Work task
With images excluded, write out each entry below exactly as given.

Data for this task
┌──
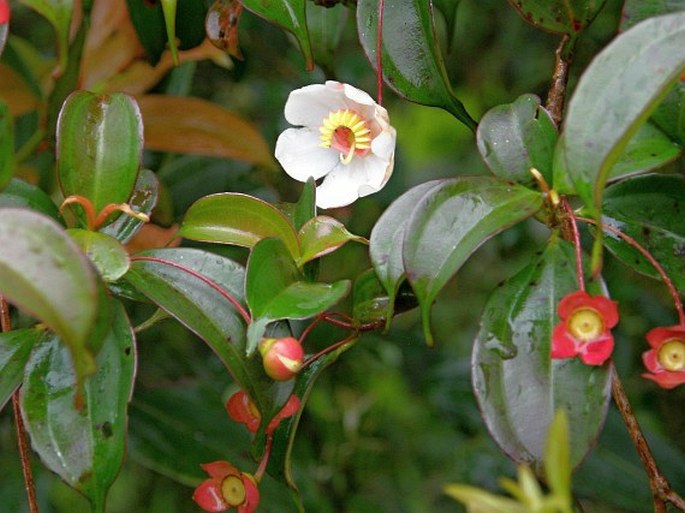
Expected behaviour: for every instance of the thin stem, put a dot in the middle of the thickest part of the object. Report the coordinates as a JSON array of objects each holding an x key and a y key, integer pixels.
[
  {"x": 557, "y": 91},
  {"x": 225, "y": 294},
  {"x": 633, "y": 243},
  {"x": 576, "y": 243},
  {"x": 22, "y": 441},
  {"x": 379, "y": 53},
  {"x": 265, "y": 459},
  {"x": 658, "y": 484},
  {"x": 327, "y": 350}
]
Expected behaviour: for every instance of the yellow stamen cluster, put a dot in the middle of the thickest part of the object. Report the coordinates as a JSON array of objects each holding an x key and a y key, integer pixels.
[
  {"x": 671, "y": 355},
  {"x": 233, "y": 490},
  {"x": 345, "y": 131},
  {"x": 586, "y": 324}
]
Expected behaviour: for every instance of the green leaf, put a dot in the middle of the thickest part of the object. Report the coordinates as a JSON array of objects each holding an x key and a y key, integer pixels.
[
  {"x": 239, "y": 219},
  {"x": 290, "y": 15},
  {"x": 43, "y": 272},
  {"x": 607, "y": 108},
  {"x": 518, "y": 386},
  {"x": 108, "y": 255},
  {"x": 19, "y": 193},
  {"x": 6, "y": 143},
  {"x": 143, "y": 200},
  {"x": 387, "y": 239},
  {"x": 86, "y": 446},
  {"x": 15, "y": 349},
  {"x": 326, "y": 26},
  {"x": 557, "y": 460},
  {"x": 450, "y": 222},
  {"x": 635, "y": 11},
  {"x": 172, "y": 278},
  {"x": 58, "y": 13},
  {"x": 516, "y": 137},
  {"x": 169, "y": 11},
  {"x": 276, "y": 290},
  {"x": 322, "y": 235},
  {"x": 562, "y": 16},
  {"x": 412, "y": 63},
  {"x": 650, "y": 210},
  {"x": 648, "y": 149},
  {"x": 99, "y": 147}
]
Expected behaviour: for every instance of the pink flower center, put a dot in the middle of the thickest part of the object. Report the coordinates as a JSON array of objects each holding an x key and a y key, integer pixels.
[
  {"x": 346, "y": 132},
  {"x": 233, "y": 490},
  {"x": 671, "y": 355},
  {"x": 585, "y": 324}
]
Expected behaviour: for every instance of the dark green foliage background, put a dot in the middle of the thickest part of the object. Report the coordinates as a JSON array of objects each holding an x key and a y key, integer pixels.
[{"x": 392, "y": 421}]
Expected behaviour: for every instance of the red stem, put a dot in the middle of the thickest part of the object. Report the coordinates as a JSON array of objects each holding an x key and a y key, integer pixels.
[
  {"x": 633, "y": 243},
  {"x": 236, "y": 304},
  {"x": 576, "y": 243},
  {"x": 22, "y": 440},
  {"x": 379, "y": 53}
]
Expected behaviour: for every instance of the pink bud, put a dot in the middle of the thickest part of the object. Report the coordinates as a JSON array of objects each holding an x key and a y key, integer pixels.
[{"x": 282, "y": 357}]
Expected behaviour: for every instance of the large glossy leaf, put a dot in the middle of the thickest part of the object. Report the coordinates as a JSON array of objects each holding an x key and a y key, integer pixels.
[
  {"x": 58, "y": 13},
  {"x": 563, "y": 16},
  {"x": 516, "y": 137},
  {"x": 290, "y": 15},
  {"x": 276, "y": 290},
  {"x": 173, "y": 279},
  {"x": 412, "y": 63},
  {"x": 608, "y": 105},
  {"x": 6, "y": 145},
  {"x": 99, "y": 147},
  {"x": 239, "y": 219},
  {"x": 450, "y": 222},
  {"x": 193, "y": 125},
  {"x": 15, "y": 349},
  {"x": 43, "y": 272},
  {"x": 86, "y": 446},
  {"x": 322, "y": 235},
  {"x": 143, "y": 200},
  {"x": 518, "y": 386},
  {"x": 387, "y": 239},
  {"x": 650, "y": 210},
  {"x": 25, "y": 195},
  {"x": 650, "y": 148},
  {"x": 634, "y": 11}
]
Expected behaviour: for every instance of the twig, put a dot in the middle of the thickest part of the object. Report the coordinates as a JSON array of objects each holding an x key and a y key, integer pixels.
[
  {"x": 22, "y": 440},
  {"x": 658, "y": 484},
  {"x": 557, "y": 91}
]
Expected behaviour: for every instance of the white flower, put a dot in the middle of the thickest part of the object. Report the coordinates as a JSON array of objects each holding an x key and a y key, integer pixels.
[{"x": 345, "y": 137}]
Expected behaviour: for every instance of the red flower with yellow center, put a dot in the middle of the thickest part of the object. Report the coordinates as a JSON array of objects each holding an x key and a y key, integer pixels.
[
  {"x": 241, "y": 409},
  {"x": 226, "y": 488},
  {"x": 585, "y": 328},
  {"x": 666, "y": 360}
]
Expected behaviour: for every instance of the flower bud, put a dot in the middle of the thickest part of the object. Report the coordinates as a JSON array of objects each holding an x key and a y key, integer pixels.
[{"x": 282, "y": 357}]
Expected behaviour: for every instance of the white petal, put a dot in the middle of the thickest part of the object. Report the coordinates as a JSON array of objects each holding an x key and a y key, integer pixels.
[
  {"x": 345, "y": 183},
  {"x": 298, "y": 151},
  {"x": 310, "y": 105}
]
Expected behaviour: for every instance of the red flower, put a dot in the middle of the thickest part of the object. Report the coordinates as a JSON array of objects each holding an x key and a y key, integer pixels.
[
  {"x": 585, "y": 329},
  {"x": 282, "y": 357},
  {"x": 226, "y": 488},
  {"x": 243, "y": 410},
  {"x": 666, "y": 359}
]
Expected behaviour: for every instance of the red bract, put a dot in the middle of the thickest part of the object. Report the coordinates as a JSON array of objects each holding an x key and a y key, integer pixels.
[
  {"x": 666, "y": 359},
  {"x": 226, "y": 488},
  {"x": 585, "y": 328},
  {"x": 282, "y": 357},
  {"x": 241, "y": 409}
]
└──
Exercise solution
Expected behaviour: for every instance of the thin stem, put a dot in the middle of the thickest part of the object. Report the coordinates as a JSON array of objects each holding an x key and a y key, integer pixels.
[
  {"x": 557, "y": 91},
  {"x": 225, "y": 294},
  {"x": 633, "y": 243},
  {"x": 576, "y": 243},
  {"x": 22, "y": 441},
  {"x": 379, "y": 53},
  {"x": 265, "y": 459},
  {"x": 658, "y": 484},
  {"x": 327, "y": 350}
]
Expected behaviour: for every instance of the yellow stamen cluster, put a dot in the middle of the thickest part of the object. Report the coordinates as a JSON array of objects each holding an x key and a y key, integer pixels.
[
  {"x": 671, "y": 355},
  {"x": 233, "y": 490},
  {"x": 345, "y": 131},
  {"x": 586, "y": 324}
]
Expected behaviour: for every instance of the green leaf, put a dot in the middle of the thickest part of the object. Report the coordinates as a JSON array of objects each holding an x key and a y key, integer pixels.
[
  {"x": 239, "y": 219},
  {"x": 290, "y": 15},
  {"x": 43, "y": 272},
  {"x": 607, "y": 108},
  {"x": 518, "y": 386},
  {"x": 108, "y": 255},
  {"x": 19, "y": 193},
  {"x": 6, "y": 143},
  {"x": 143, "y": 200},
  {"x": 387, "y": 239},
  {"x": 86, "y": 446},
  {"x": 15, "y": 349},
  {"x": 326, "y": 26},
  {"x": 557, "y": 460},
  {"x": 450, "y": 222},
  {"x": 635, "y": 11},
  {"x": 172, "y": 278},
  {"x": 58, "y": 13},
  {"x": 516, "y": 137},
  {"x": 169, "y": 11},
  {"x": 276, "y": 290},
  {"x": 322, "y": 235},
  {"x": 562, "y": 16},
  {"x": 412, "y": 63},
  {"x": 650, "y": 210},
  {"x": 648, "y": 149},
  {"x": 99, "y": 147}
]
Expected behaviour: for every instance of the pink flower center, put a dot in the middle of the thickest part of the object. Report the coordinates as a JSON array of objects each holding an x key and a y key, integer pixels.
[
  {"x": 346, "y": 132},
  {"x": 233, "y": 490},
  {"x": 671, "y": 355},
  {"x": 585, "y": 324}
]
Expected behaviour: for every instance of the dark green foliage background, put a dot in the middle of the thickest part of the object. Report the coordinates as a JSON array of objects each holding an x key and a y key, integer pixels.
[{"x": 392, "y": 421}]
Expected behaviour: for every instance of the red stem, put a dot in the middle of the thickest part of the object. Report the coordinates as a JSON array of objects each holding an x key and a y key, integer pixels.
[
  {"x": 633, "y": 243},
  {"x": 236, "y": 304},
  {"x": 576, "y": 243},
  {"x": 22, "y": 440},
  {"x": 379, "y": 53}
]
Expected behaviour: for every instance of the pink bud, put a dot in the middle of the thickest part of the object. Report the coordinates as a JSON array of objects each holding an x key and a y key, integer pixels.
[{"x": 282, "y": 357}]
Expected behaviour: for every instance of the large glossy leaf, put a dot in the middle of the thickest part of the object. Report the coordinates as a JSON array of objects each holding an x key and a y key, integer pixels.
[
  {"x": 58, "y": 13},
  {"x": 563, "y": 16},
  {"x": 516, "y": 137},
  {"x": 290, "y": 15},
  {"x": 276, "y": 290},
  {"x": 173, "y": 279},
  {"x": 412, "y": 63},
  {"x": 608, "y": 105},
  {"x": 6, "y": 145},
  {"x": 99, "y": 147},
  {"x": 239, "y": 219},
  {"x": 450, "y": 222},
  {"x": 193, "y": 125},
  {"x": 15, "y": 349},
  {"x": 43, "y": 272},
  {"x": 86, "y": 446},
  {"x": 322, "y": 235},
  {"x": 143, "y": 200},
  {"x": 518, "y": 386},
  {"x": 387, "y": 239},
  {"x": 650, "y": 210},
  {"x": 25, "y": 195},
  {"x": 650, "y": 148},
  {"x": 634, "y": 11}
]
Expected behaviour: for every instance of the twig, put a dot in the middle of the thickest part of the object. Report the coordinates as a JSON array of objects each holding an x key and a y key, integer pixels.
[
  {"x": 22, "y": 440},
  {"x": 658, "y": 484},
  {"x": 557, "y": 91}
]
Expected behaviour: for every instance of the white flower, put a dot in the middle of the thickest part of the object. Report the coordinates as a JSON array of objects each holding an x key and a y key, integer pixels.
[{"x": 345, "y": 137}]
Expected behaviour: for every instance of the red flower with yellow center, put a dot in the middle of the thickest part of the object. Report the coordinates as a JSON array of objects each holding an x key and a y key, integer pixels.
[
  {"x": 241, "y": 409},
  {"x": 226, "y": 488},
  {"x": 585, "y": 328},
  {"x": 666, "y": 360}
]
Expected behaviour: for every instance of the flower bud, put a dot in the middle of the thickest part of the object. Report the coordinates as a JSON array of objects each holding an x key and a y key, integer pixels.
[{"x": 282, "y": 357}]
Expected behaviour: for every instance of the white petal, put a dot in the middle of the thickest part of the object. Report the coordinates as a JSON array of objects each holding an x key and a y key, integer pixels.
[
  {"x": 345, "y": 183},
  {"x": 298, "y": 151},
  {"x": 310, "y": 105}
]
Expected behaviour: for every instance of the red flower, put a dot in the middle of the thickest part of the object. Report the coordinates as a JSON array of objects each holding an x key and a y key, integer pixels.
[
  {"x": 585, "y": 329},
  {"x": 282, "y": 357},
  {"x": 226, "y": 488},
  {"x": 243, "y": 410},
  {"x": 666, "y": 359}
]
Expected behaviour: for every instance of the red bract, put a dot in the middle of the thickest part of the object. Report the coordinates as a JSON array of objects each holding an x key and a y key, integer pixels.
[
  {"x": 666, "y": 359},
  {"x": 226, "y": 488},
  {"x": 585, "y": 328},
  {"x": 282, "y": 357},
  {"x": 241, "y": 409}
]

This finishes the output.